> [Eingabedaten]:
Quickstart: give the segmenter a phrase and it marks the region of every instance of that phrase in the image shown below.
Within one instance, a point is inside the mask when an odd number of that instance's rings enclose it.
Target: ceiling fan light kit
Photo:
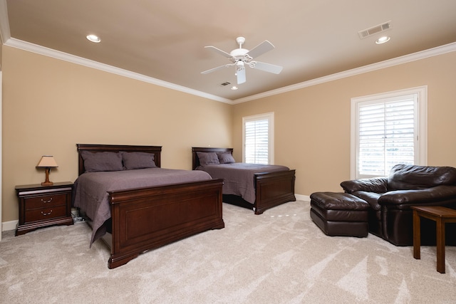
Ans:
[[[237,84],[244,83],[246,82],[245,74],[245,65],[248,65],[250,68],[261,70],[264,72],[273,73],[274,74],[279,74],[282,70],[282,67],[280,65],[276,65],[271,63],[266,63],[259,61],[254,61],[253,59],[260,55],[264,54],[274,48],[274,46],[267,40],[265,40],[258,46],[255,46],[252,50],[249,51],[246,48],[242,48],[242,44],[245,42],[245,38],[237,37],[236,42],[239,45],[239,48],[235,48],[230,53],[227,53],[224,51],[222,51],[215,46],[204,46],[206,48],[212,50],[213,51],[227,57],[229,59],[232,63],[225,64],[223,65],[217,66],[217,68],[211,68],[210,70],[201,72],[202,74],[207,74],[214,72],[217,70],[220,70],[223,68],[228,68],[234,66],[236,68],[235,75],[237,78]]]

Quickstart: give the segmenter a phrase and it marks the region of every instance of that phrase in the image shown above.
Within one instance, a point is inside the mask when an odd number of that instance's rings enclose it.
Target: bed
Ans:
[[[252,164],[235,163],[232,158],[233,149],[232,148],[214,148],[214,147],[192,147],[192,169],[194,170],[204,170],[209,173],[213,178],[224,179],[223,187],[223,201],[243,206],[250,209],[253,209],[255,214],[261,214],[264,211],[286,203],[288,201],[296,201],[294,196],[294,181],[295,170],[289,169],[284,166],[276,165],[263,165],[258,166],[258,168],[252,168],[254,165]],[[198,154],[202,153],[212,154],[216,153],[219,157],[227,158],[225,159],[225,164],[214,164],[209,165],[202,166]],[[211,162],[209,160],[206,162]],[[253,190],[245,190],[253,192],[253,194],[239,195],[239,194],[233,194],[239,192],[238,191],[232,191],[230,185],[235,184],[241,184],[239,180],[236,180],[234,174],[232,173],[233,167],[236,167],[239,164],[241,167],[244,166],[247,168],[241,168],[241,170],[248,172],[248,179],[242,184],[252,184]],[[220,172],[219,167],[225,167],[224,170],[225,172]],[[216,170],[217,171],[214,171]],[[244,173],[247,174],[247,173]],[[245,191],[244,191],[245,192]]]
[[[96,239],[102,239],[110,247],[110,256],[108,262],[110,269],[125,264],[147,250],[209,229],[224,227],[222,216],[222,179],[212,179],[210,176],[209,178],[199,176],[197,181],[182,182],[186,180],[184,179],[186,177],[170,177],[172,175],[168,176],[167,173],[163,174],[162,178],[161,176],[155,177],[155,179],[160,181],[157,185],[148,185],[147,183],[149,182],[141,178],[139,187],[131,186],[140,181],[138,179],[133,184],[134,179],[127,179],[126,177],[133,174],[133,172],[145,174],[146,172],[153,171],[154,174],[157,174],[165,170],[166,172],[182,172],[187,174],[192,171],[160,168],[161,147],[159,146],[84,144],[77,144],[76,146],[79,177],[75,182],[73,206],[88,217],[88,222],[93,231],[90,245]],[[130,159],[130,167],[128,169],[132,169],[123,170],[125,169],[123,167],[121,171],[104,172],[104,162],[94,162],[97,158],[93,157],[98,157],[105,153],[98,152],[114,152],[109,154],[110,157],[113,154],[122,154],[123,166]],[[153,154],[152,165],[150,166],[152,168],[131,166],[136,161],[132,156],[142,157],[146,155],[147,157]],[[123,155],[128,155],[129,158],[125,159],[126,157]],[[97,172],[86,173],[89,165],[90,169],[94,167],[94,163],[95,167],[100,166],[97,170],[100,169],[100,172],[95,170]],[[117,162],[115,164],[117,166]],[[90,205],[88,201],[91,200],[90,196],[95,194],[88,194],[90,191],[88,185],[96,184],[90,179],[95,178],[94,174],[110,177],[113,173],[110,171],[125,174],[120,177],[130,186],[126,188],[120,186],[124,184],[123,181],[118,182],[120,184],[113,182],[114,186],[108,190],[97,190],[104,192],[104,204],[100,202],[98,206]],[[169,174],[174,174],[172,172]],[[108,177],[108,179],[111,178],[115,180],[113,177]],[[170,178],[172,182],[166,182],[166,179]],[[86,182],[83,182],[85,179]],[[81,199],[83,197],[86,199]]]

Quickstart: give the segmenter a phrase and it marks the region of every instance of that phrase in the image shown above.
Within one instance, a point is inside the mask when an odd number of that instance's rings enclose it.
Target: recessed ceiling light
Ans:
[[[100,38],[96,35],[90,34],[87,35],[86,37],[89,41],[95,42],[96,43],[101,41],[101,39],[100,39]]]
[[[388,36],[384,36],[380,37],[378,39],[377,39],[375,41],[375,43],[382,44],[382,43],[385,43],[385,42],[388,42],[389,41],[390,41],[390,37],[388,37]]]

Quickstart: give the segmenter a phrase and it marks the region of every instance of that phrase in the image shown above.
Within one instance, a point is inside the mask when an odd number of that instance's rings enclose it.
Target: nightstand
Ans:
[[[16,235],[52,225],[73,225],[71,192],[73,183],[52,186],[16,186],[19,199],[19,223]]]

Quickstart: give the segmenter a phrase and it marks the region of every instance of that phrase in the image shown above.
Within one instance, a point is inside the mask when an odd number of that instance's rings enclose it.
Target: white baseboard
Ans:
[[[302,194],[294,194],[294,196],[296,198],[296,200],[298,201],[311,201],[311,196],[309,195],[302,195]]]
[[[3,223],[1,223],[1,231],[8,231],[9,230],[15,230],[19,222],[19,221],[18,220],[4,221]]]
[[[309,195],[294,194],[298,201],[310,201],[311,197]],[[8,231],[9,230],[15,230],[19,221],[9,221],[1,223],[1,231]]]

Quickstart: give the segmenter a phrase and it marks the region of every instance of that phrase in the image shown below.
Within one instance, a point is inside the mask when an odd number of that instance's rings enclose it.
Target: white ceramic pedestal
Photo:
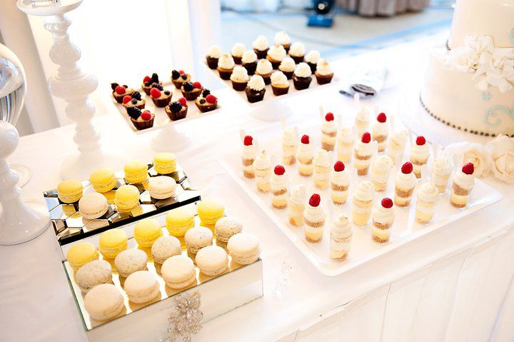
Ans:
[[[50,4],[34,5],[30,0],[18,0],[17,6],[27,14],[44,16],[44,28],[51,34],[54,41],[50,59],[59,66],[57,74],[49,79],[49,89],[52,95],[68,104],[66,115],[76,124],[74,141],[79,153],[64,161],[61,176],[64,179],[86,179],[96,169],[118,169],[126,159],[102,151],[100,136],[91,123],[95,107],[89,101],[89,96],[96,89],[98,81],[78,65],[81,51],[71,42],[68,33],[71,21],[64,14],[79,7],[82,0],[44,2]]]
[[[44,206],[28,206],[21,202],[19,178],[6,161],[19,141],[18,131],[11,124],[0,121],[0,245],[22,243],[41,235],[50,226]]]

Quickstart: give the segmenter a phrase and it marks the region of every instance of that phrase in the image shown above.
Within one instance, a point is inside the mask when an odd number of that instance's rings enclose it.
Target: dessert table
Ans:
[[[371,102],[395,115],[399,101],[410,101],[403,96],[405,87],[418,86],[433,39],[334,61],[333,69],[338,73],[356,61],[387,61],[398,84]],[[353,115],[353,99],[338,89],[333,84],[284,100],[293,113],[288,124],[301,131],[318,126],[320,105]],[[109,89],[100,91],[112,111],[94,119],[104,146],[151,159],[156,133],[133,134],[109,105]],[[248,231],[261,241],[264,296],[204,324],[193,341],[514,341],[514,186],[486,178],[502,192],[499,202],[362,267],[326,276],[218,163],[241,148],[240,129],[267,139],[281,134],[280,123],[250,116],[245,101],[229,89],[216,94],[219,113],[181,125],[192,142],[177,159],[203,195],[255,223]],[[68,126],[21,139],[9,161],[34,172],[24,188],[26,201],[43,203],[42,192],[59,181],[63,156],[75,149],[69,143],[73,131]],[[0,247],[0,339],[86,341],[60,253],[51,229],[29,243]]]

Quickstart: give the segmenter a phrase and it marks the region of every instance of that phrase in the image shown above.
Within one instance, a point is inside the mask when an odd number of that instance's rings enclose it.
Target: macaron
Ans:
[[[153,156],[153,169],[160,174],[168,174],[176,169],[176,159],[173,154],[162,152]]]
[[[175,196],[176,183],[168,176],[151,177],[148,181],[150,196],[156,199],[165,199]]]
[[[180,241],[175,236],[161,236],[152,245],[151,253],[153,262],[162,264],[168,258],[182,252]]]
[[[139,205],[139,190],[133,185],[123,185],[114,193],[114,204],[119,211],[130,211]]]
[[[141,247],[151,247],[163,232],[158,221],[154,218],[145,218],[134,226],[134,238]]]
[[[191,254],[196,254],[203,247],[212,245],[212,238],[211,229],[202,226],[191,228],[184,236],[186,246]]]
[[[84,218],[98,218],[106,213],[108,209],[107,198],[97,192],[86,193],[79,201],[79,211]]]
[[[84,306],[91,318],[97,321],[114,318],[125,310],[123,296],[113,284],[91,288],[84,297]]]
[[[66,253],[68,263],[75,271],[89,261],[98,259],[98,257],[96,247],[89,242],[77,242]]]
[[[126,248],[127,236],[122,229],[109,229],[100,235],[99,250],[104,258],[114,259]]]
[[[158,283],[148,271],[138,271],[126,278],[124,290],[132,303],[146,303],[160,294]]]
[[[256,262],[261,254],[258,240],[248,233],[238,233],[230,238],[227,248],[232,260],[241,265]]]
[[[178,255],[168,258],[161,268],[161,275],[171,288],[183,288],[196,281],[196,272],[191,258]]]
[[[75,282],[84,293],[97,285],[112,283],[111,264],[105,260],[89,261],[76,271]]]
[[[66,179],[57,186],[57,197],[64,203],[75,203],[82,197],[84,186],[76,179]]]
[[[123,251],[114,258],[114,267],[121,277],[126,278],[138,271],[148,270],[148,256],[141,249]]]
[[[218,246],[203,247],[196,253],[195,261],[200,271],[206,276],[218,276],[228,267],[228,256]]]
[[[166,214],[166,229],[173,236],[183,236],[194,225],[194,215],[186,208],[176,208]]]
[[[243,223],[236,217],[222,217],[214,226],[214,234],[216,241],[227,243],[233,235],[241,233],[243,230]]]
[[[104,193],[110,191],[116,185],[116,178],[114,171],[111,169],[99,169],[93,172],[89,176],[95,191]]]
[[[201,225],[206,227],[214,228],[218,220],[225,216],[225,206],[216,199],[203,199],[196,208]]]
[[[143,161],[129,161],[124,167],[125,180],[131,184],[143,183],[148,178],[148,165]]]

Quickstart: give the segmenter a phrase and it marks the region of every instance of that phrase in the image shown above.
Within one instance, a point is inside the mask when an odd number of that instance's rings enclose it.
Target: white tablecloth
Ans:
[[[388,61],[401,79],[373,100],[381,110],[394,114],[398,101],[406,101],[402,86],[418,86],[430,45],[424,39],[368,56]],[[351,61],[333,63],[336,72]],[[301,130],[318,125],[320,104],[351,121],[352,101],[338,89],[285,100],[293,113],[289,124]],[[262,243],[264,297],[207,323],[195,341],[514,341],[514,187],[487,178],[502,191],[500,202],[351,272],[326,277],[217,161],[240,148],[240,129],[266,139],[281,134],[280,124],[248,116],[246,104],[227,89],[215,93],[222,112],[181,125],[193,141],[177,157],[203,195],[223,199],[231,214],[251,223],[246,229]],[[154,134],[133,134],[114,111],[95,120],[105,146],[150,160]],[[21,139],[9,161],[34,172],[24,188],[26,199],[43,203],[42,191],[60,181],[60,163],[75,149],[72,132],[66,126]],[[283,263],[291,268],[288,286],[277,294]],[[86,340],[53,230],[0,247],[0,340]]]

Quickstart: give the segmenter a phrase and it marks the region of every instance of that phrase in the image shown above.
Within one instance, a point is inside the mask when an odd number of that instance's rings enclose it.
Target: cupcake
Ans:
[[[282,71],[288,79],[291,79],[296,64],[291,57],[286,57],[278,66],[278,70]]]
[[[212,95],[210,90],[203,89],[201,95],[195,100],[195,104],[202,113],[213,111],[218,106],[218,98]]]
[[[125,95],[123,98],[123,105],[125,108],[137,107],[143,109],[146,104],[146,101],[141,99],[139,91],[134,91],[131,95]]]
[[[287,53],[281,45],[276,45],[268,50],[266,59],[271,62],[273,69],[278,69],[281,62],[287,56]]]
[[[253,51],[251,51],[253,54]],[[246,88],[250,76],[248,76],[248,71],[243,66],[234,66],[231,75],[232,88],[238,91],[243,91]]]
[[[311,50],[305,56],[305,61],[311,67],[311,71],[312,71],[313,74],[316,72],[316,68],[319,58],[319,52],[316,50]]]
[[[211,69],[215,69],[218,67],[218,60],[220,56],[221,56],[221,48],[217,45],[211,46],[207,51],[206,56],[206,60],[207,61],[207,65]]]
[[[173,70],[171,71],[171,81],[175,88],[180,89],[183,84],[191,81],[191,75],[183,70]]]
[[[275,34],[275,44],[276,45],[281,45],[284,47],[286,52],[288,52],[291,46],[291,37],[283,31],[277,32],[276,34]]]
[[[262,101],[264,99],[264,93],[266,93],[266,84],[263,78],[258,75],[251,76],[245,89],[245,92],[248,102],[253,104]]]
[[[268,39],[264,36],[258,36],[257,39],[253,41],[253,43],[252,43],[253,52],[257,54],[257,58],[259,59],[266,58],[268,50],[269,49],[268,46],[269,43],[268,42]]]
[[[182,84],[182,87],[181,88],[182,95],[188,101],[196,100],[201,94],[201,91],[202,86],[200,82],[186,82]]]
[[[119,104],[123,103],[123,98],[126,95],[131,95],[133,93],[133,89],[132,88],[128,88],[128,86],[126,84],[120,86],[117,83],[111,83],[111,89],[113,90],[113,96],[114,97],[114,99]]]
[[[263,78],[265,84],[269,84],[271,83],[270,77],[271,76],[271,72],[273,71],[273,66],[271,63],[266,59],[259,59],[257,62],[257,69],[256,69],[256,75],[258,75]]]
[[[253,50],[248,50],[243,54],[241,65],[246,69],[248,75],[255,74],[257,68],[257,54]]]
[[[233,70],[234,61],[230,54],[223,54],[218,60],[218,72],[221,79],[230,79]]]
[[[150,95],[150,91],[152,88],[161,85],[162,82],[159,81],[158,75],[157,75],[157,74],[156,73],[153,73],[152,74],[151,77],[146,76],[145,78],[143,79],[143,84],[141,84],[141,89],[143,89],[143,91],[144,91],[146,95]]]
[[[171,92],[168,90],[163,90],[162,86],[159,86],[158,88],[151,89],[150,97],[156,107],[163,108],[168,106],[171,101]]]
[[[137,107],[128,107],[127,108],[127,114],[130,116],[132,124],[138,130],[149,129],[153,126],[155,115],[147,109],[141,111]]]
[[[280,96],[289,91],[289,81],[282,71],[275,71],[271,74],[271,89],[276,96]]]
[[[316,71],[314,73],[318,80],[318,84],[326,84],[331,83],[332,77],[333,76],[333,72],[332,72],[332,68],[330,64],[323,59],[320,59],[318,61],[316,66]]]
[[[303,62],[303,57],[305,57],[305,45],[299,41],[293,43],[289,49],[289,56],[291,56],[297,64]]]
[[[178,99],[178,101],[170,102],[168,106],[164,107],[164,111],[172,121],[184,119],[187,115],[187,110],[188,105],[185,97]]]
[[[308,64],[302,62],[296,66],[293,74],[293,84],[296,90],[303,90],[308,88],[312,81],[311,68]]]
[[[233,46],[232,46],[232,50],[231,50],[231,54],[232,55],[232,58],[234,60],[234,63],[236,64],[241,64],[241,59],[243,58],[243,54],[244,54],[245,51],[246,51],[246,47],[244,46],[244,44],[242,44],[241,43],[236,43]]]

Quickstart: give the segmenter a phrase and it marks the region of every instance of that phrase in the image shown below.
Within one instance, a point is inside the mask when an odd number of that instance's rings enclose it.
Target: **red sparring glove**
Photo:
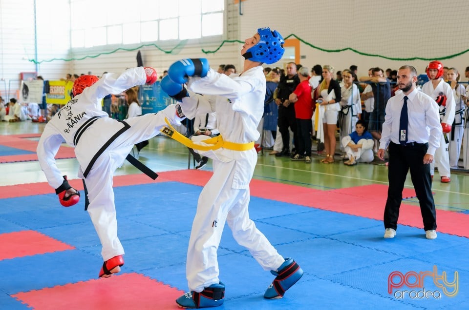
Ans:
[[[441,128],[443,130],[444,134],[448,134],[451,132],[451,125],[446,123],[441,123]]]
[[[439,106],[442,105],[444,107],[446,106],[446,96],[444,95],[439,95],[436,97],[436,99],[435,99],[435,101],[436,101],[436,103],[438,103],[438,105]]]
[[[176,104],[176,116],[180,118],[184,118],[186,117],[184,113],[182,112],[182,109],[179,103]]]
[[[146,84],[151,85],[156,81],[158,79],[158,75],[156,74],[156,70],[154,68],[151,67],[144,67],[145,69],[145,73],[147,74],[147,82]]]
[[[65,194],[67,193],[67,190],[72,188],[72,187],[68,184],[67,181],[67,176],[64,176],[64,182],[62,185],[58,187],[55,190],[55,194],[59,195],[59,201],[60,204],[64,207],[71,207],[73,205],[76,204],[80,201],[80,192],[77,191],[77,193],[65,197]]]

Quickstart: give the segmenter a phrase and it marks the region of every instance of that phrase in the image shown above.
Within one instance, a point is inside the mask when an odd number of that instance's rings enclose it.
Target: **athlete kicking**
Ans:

> [Zu erledigen]:
Listen Sie alle Zeilen der obigen Einträge auf, in denen die Zeichenfolge „ceiling“ vorkommt, und geben Sie jede davon vollständig wieder.

> [Ergebnis der Aufgabe]:
Target: ceiling fan light kit
Target: recessed ceiling light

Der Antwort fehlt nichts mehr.